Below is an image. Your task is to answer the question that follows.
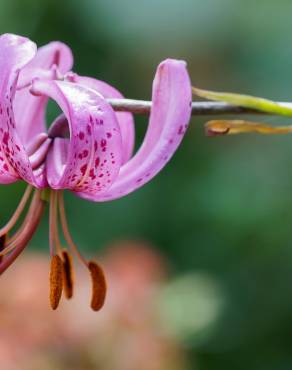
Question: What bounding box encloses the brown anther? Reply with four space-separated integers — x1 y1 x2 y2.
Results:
88 261 106 311
0 234 7 263
50 255 63 310
62 249 74 299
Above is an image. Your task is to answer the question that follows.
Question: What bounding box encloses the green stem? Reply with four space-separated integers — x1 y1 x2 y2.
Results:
192 87 292 117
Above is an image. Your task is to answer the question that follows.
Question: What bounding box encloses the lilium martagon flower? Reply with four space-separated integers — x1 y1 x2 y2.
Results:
0 34 192 310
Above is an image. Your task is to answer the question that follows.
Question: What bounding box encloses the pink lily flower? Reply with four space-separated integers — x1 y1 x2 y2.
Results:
0 34 192 310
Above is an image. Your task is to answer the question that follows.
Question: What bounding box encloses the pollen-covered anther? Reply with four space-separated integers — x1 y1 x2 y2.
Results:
50 255 63 310
88 261 107 311
62 249 74 299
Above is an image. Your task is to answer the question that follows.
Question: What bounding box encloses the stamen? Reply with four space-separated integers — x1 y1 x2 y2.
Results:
0 235 6 263
50 255 63 310
0 185 32 237
49 190 57 258
62 249 74 299
0 190 46 275
57 191 88 267
88 261 107 311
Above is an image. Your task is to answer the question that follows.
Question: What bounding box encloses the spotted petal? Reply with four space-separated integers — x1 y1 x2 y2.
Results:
78 59 192 201
32 80 122 194
13 42 73 147
0 34 36 183
74 75 135 164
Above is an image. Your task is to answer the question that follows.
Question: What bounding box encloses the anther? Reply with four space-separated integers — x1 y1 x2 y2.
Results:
50 255 63 310
62 249 74 299
88 261 106 311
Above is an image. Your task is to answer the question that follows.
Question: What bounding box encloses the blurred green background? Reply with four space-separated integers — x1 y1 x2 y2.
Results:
0 0 292 370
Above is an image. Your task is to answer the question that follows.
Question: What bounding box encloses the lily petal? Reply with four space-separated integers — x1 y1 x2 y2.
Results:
74 75 135 164
0 34 38 185
32 80 122 194
78 59 192 202
13 42 73 146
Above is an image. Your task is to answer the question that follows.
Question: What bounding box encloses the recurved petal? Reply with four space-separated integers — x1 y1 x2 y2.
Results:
80 59 192 201
74 75 135 164
32 80 122 194
0 34 36 184
14 41 73 146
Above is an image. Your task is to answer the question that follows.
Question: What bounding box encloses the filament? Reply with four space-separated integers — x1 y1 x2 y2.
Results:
57 192 88 267
0 185 32 237
0 190 46 275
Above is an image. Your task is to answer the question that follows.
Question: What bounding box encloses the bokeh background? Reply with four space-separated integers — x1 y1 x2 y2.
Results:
0 0 292 370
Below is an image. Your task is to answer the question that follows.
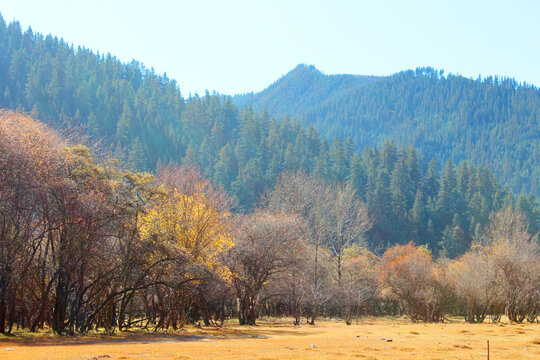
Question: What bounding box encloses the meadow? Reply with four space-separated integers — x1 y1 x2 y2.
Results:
0 318 540 360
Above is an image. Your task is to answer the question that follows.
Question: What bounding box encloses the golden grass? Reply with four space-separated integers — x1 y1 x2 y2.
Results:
0 318 540 360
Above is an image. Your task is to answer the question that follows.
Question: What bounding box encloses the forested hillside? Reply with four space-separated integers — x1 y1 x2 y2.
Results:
0 13 540 256
233 65 540 196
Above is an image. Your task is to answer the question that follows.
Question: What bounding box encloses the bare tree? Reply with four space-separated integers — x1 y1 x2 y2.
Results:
226 211 304 325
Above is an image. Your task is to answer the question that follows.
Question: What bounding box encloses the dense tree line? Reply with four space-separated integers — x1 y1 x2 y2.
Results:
0 110 540 334
234 65 540 200
0 14 540 253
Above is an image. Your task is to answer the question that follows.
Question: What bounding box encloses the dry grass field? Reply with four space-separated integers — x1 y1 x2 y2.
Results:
0 319 540 360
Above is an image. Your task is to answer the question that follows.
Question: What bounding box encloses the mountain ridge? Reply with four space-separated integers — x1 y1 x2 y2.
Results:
233 64 540 196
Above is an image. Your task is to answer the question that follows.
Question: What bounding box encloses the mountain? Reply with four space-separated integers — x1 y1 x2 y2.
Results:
233 65 540 196
0 17 540 256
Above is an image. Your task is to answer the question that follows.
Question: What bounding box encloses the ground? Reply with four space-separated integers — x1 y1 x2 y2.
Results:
0 318 540 360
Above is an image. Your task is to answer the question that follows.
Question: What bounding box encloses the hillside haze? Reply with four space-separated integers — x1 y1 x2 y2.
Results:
233 65 540 196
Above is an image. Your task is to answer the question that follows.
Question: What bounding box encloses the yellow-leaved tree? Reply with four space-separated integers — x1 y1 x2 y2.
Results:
140 188 233 278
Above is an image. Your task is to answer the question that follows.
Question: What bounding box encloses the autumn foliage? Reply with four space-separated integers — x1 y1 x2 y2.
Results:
0 110 540 334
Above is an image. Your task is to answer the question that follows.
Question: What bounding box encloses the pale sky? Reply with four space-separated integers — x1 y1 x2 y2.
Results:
0 0 540 96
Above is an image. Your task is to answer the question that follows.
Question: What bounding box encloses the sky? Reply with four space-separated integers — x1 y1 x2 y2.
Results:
0 0 540 96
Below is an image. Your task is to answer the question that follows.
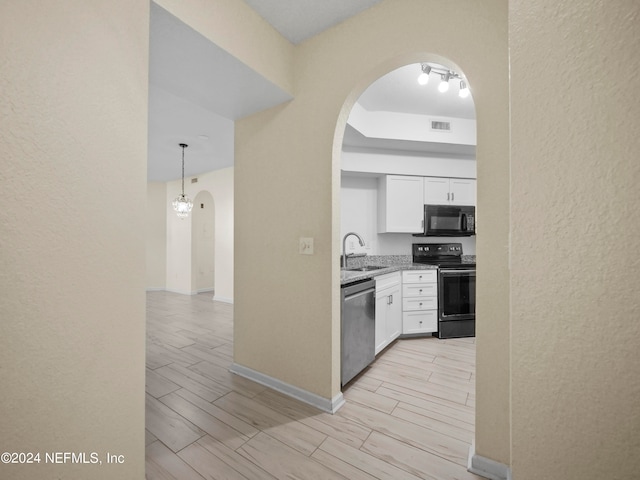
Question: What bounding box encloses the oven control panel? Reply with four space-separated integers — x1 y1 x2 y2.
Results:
413 243 462 258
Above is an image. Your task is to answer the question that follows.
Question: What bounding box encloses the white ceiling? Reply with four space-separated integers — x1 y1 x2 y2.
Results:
239 0 381 44
147 0 475 182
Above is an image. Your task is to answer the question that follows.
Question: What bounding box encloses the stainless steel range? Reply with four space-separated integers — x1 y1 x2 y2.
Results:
413 243 476 338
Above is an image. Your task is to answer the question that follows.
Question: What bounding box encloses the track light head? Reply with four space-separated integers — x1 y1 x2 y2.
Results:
418 63 431 85
438 72 450 93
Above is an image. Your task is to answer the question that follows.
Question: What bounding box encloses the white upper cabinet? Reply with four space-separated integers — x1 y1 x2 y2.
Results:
378 175 424 233
424 177 476 205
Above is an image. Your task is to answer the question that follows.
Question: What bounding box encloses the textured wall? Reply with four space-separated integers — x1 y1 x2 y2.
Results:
0 0 149 480
509 0 640 480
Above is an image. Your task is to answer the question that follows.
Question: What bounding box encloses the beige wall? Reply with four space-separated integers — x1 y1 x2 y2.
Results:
0 0 149 480
235 0 509 463
146 182 167 290
509 0 640 480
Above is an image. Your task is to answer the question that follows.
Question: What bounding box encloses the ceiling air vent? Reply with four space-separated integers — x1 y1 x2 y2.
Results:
431 120 451 132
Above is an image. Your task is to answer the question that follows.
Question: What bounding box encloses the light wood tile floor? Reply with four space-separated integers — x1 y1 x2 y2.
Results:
146 292 481 480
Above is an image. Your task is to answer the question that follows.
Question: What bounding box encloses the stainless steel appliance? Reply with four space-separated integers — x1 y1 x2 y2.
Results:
414 205 476 237
413 243 476 338
340 279 376 386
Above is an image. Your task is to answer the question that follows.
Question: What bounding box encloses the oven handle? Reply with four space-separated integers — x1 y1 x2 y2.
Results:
440 268 476 276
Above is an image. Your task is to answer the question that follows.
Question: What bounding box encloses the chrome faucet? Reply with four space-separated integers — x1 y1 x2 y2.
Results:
342 232 364 268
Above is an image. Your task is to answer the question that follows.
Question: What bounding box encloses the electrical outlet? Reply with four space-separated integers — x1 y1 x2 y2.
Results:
298 237 313 255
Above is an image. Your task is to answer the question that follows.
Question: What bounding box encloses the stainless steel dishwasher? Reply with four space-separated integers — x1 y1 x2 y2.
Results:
340 279 376 386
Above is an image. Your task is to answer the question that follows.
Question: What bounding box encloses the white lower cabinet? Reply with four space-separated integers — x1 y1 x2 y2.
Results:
375 272 402 355
402 270 438 335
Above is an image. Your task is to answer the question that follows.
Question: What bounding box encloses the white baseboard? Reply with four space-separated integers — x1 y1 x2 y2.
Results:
213 295 233 304
467 442 511 480
229 363 344 413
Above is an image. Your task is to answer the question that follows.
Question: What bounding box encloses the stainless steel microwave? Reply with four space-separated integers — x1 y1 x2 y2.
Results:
414 205 476 237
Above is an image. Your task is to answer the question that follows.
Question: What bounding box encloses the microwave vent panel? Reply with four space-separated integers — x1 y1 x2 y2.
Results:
431 120 451 132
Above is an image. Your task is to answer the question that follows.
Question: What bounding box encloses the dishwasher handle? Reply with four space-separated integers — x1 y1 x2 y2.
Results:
344 287 376 301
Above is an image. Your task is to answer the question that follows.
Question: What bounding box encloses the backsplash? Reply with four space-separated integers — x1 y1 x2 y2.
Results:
340 255 476 268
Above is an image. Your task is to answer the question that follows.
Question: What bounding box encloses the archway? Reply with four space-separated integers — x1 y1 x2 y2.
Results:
333 55 477 420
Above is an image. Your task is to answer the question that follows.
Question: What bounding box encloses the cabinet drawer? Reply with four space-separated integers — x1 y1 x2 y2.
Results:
402 297 438 310
402 270 438 283
402 283 438 297
374 272 401 292
402 310 438 335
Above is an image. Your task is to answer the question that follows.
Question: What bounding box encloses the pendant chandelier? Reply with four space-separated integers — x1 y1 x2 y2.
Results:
172 143 193 218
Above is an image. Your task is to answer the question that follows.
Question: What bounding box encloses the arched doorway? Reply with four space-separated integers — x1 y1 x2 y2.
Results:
334 55 477 426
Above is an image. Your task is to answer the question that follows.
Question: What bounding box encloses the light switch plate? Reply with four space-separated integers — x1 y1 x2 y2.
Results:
298 237 313 255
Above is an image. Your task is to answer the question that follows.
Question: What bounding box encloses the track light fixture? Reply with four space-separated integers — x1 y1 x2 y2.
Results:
438 72 450 93
418 63 471 98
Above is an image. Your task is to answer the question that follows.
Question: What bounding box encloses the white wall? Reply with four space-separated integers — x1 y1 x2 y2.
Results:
146 182 167 290
191 190 216 292
341 147 476 178
348 103 477 145
340 174 476 255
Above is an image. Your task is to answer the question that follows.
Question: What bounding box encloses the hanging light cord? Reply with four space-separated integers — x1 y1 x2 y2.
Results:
180 143 189 197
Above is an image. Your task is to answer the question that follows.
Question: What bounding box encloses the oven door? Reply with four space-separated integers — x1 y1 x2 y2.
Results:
438 268 476 338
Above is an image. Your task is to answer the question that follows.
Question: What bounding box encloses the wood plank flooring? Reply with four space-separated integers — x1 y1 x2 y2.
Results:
146 292 481 480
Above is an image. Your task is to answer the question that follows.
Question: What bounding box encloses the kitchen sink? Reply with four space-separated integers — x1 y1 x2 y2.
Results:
345 265 387 272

+++

Please return each line from the entries above that contains the word "ceiling", copied in full.

Question: What bounding box encloses the white ceiling? Reply with four space-separated integers — x1 y1 x2 y2.
Question: What bounding box encloses the ceiling air vent? Reply with four space-separated integers — x1 y1 x2 y2.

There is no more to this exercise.